> **Page excerpt**
────

That study found that the Yanomami — a tribe of about 35,000 hunter-gatherer-gardeners who live in a remote region of southern Venezuela and northern Brazil — had the lowest average blood-pressure measurements of all the people studied.
Among the most isolated people on earth from Western life, the Yanomami live on a high-fibre diet featuring lots of fresh fruits and vegetables, including bananas, plantains and casaba melons, and proteins such as the meat from capybaras. Members of the tribe have an average daily salt intake of about 1 gram — about one-tenth that of Americans.
A smaller nearby tribe, the Yekwana, meanwhile, registered blood pressure slightly higher than the Yanomamis.
Numbering about 6,600 people, the Yekwana are an isolated tribe as well, and have a similarly high-fibre diet. But an airstrip for small-engine planes in their midst offers them greater access to a few Western goods, including salt and a range of processed foods and condiments.
With the help of microbiologist Maria Gloria Dominguez-Bello of Rutgers University, a Venezuelan citizen, and Dr Oscar-Noya Alarcon, a parasitologist with the Amazonic Center for Research and Control of Tropical Diseases in Venezuela, Mueller’s team secured the necessary governmental permissions to focus more intently on the health of the two tribes than INTERSALT did.
The team flew into the jungle, landing on the Yekwanas’ airstrip, and stayed with them during a 10-day expedition, living on the tribe’s traditional diet and making frequent excursions to visit the Yanomami.
The researchers laid the foundation for a cross-sectional study — a statistical snapshot of a population at a given point in time — by measuring the blood pressure of 72 Yanomami and 83 Yekwana people between ages 1 and 60.
The mean increase in blood pressure from one year to the next was markedly higher in the more Westernized Yekwana than in the Yanomami, and the differences were apparent in both of the most commonly used forms of blood-pressure measurement.
The Yekwanas’ systolic blood pressure, which is measured in the arteries when the heart muscle is contracting, rose by 0.25 millimetres of mercury (mm Hg) per year; their diastolic blood pressure (taken between heartbeats) rose by 0.18 mm Hg annually. The Yanomamis’ never rose at all.

────

> **Information**
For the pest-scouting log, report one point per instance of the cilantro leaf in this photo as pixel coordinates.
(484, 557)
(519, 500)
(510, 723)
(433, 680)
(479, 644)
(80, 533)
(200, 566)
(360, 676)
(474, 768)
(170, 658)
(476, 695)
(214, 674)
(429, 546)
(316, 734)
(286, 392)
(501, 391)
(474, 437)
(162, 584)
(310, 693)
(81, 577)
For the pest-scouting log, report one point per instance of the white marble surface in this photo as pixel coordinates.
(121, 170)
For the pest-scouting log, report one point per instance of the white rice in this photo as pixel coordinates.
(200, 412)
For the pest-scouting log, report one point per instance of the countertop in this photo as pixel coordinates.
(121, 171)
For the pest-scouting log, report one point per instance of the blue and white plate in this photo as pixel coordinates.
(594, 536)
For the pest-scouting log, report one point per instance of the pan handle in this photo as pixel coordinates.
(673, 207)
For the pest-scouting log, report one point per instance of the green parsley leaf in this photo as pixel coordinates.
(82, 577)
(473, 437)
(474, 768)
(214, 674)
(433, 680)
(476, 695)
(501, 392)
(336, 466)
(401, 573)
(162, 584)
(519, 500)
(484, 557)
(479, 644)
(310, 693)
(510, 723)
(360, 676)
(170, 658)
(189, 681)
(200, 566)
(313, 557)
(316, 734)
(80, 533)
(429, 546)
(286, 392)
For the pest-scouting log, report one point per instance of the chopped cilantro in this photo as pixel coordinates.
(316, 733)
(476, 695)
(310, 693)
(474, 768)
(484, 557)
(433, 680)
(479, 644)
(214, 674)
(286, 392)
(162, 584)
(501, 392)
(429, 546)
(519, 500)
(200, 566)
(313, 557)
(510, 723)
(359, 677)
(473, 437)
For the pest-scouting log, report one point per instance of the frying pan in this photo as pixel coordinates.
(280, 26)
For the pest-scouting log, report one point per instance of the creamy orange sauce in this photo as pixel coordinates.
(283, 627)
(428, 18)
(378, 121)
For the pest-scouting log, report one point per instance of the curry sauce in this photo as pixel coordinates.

────

> **Apply what you read**
1) In the excerpt on tribal blood pressure, by how much did the Yekwanas' systolic blood pressure rise per year?
2) Repeat the part of the excerpt on tribal blood pressure starting at "The mean increase" and ending at "of blood-pressure measurement.".

> **Task results**
1) It rose by 0.25 millimetres of mercury (mm Hg) per year.

2)
The mean increase in blood pressure from one year to the next was markedly higher in the more Westernized Yekwana than in the Yanomami, and the differences were apparent in both of the most commonly used forms of blood-pressure measurement.